# [Written task]
Each entry must be reproduced precisely as it stands.

# [Record excerpts]
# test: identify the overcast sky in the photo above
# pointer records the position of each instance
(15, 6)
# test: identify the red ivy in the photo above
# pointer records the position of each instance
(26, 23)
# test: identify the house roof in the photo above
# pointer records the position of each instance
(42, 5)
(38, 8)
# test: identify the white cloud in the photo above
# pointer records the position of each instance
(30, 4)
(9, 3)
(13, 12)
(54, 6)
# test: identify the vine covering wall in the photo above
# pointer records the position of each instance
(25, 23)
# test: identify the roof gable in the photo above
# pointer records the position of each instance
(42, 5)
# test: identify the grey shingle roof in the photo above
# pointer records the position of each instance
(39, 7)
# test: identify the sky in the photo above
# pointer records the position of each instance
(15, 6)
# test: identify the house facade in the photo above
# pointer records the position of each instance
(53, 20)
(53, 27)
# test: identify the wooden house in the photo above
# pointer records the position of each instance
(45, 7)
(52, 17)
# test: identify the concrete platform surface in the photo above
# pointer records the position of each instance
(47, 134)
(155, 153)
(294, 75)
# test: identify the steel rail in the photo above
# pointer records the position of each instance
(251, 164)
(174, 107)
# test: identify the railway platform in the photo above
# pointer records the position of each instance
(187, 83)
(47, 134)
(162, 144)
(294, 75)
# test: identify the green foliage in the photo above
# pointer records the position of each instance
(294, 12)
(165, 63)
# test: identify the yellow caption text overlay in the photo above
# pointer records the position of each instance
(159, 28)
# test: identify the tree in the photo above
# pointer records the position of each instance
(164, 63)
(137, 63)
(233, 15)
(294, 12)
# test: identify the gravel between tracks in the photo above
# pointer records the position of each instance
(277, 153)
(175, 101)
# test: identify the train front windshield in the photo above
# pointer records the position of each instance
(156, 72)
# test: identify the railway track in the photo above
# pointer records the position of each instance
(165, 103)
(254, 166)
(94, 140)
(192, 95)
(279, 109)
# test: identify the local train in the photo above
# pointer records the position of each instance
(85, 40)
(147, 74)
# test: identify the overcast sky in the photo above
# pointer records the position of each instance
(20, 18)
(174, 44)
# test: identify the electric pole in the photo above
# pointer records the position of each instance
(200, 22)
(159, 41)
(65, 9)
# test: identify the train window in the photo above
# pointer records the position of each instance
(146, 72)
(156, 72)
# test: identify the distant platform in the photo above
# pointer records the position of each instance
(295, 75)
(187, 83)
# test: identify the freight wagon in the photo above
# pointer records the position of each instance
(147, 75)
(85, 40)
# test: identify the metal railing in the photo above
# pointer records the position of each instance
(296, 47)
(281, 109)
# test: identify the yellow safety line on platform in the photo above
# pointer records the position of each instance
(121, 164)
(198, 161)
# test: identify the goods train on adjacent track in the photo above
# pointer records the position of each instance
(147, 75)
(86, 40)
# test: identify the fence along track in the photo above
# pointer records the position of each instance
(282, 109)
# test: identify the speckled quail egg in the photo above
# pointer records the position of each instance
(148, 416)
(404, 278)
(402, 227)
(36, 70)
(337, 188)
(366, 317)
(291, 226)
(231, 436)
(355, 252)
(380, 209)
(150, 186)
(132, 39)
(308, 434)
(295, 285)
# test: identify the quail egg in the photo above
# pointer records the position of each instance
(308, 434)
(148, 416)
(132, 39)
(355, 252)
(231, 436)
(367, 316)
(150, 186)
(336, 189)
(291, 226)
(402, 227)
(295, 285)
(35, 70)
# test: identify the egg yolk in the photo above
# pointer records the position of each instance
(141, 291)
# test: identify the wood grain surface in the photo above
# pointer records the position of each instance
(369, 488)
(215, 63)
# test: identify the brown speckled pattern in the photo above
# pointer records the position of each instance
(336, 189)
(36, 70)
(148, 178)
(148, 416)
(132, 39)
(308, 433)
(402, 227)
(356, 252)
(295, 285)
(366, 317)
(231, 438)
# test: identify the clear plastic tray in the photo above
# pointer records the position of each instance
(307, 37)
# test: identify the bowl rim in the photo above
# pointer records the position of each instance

# [Answer to this problem]
# test: identify the overcast sky in the photo above
# pointer records the position of each instance
(15, 6)
# test: identify the red ivy in the photo above
# pointer records the position of each instance
(26, 23)
# test: identify the house roof in the photo above
# pointer records the position of each instance
(42, 5)
(38, 8)
# test: identify the white cloud in the photo above
# pointer records the position of each instance
(30, 4)
(9, 3)
(13, 12)
(54, 6)
# test: identify the vine covering wall in the photo above
# pointer records the position of each instance
(25, 23)
# test: identify the roof gable in the photo above
# pointer records the position of each instance
(42, 5)
# test: identify the grey shingle roof in the photo above
# pointer records the position of each instance
(39, 7)
# test: identify the sky in the photo above
# pointer records the position of each instance
(15, 6)
# test: identify the house facade in the photo above
# pointer records the position of each instance
(53, 20)
(53, 27)
# test: identify the wooden house in the photo above
# pointer records the position of each instance
(45, 7)
(52, 17)
# test: identify the concrete platform surface in the photo above
# pointer records the position of each instance
(47, 134)
(155, 153)
(294, 75)
# test: identify the steel rail in the photo above
# pointer records the position of each instance
(251, 164)
(174, 107)
# test: identify the railway platform in the photo above
# pointer records the position of each instance
(187, 83)
(47, 134)
(162, 144)
(294, 75)
# test: identify the green foliage in the photo above
# pointer records the position of each instance
(294, 12)
(165, 63)
# test: identify the yellow caption text overlay in the photo above
# pointer records the position of each instance
(159, 28)
# test: identify the tree in the photo above
# pointer records the position of each instance
(164, 63)
(137, 63)
(233, 15)
(294, 12)
# test: identify the gravel between tracks in the photo above
# pointer records the position of each instance
(277, 153)
(175, 101)
# test: identify the train front windshield in the photo above
# pointer records the position of each instance
(156, 72)
# test: identify the railway track in the photo above
# pointer records the position of each instance
(165, 103)
(254, 166)
(94, 140)
(192, 95)
(279, 109)
# test: identify the local train in the photo above
# pointer records the position of each instance
(85, 40)
(147, 74)
# test: identify the overcast sky in the photo above
# pointer records the position of each instance
(20, 18)
(174, 44)
# test: identify the electric pole in the photo above
# pointer records the position of each instance
(200, 22)
(159, 41)
(65, 9)
# test: identify the train window in the photo above
# pointer records the position of each instance
(146, 72)
(156, 72)
# test: identify the distant platform in the photo above
# pointer records the position of each instance
(295, 75)
(187, 83)
# test: identify the freight wagon in the photo above
# pointer records the position of each instance
(147, 75)
(85, 40)
# test: identify the metal railing in the photo above
# pointer records the position of each instance
(296, 47)
(281, 109)
# test: identify the yellow safety line on platform in the photo above
# pointer records the position of each instance
(121, 164)
(198, 161)
# test: identify the goods train on adjacent track in the photo above
# pointer records the position of each instance
(147, 75)
(86, 40)
# test: identify the fence along track in the photo above
# pointer records the position of each instance
(282, 109)
# test: identify the speckled quail egg in the photo above
# pointer records the position of each instance
(148, 416)
(404, 278)
(402, 227)
(36, 70)
(337, 188)
(366, 317)
(291, 226)
(231, 436)
(355, 252)
(380, 209)
(150, 186)
(132, 39)
(308, 434)
(295, 285)
# test: identify the quail egg in the photo above
# pointer records the position of each instance
(308, 434)
(148, 416)
(132, 39)
(355, 252)
(231, 436)
(367, 316)
(150, 186)
(336, 189)
(291, 226)
(402, 227)
(295, 285)
(35, 70)
# test: identify the egg yolk in the photo above
# pointer records the position of each instance
(141, 291)
# test: identify the wood grain surface in the photo above
# pointer records the position of each instance
(369, 488)
(215, 63)
# test: identify the brown speckled pattern in the photo above
# pointer records the position of each instance
(336, 189)
(36, 70)
(148, 178)
(148, 416)
(132, 39)
(308, 433)
(402, 227)
(356, 252)
(295, 285)
(366, 317)
(231, 438)
# test: identify the clear plastic tray in the photo above
# pointer records the position of each instance
(307, 37)
# test: identify the bowl rim in the photo above
# pointer records the position of each instance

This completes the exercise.